Referring expression grounding data

--------------------

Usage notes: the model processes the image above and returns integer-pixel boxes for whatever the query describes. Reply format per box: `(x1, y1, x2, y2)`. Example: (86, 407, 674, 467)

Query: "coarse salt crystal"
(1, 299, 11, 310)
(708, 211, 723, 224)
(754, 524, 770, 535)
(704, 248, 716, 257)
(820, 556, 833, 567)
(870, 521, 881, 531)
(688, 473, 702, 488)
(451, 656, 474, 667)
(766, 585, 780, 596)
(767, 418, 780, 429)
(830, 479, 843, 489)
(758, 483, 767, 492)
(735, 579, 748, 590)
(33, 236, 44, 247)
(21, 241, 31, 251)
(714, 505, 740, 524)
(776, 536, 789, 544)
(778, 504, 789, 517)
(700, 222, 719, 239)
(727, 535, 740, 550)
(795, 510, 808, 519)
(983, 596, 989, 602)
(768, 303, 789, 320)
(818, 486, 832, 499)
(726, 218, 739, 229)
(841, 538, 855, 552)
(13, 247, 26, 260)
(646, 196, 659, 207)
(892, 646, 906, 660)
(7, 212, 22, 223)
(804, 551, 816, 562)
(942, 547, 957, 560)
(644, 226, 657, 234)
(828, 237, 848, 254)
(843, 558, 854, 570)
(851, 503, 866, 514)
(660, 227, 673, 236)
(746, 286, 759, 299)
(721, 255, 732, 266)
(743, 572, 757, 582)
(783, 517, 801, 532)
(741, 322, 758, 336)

--------------------

- _DIRECTIONS_: The complete data is to be transcribed verbatim.

- _FINISHED TASK_:
Usage notes: the model processes the image above and returns integer-pixel boxes for whatever the query describes. Reply format per box: `(x1, y1, x2, y2)`. Example: (86, 407, 674, 467)

Query: "coarse salt crystal"
(1, 299, 11, 310)
(708, 211, 723, 224)
(754, 524, 770, 535)
(704, 248, 716, 257)
(820, 556, 833, 567)
(870, 521, 881, 531)
(688, 473, 702, 488)
(451, 656, 474, 667)
(766, 585, 780, 596)
(767, 418, 780, 429)
(830, 479, 843, 489)
(758, 483, 767, 492)
(735, 579, 748, 590)
(33, 236, 44, 247)
(21, 241, 31, 251)
(714, 505, 740, 524)
(776, 536, 789, 544)
(778, 504, 789, 517)
(700, 222, 719, 239)
(727, 535, 740, 550)
(795, 510, 808, 519)
(983, 596, 989, 602)
(768, 303, 789, 320)
(818, 486, 832, 499)
(726, 218, 739, 229)
(841, 538, 855, 552)
(13, 247, 26, 260)
(646, 196, 659, 207)
(892, 646, 906, 660)
(7, 212, 22, 223)
(804, 551, 816, 562)
(942, 547, 957, 560)
(644, 226, 657, 234)
(828, 237, 848, 254)
(843, 558, 854, 570)
(851, 503, 866, 514)
(660, 227, 673, 236)
(746, 286, 759, 299)
(721, 255, 732, 266)
(743, 572, 757, 582)
(783, 517, 801, 532)
(741, 322, 758, 336)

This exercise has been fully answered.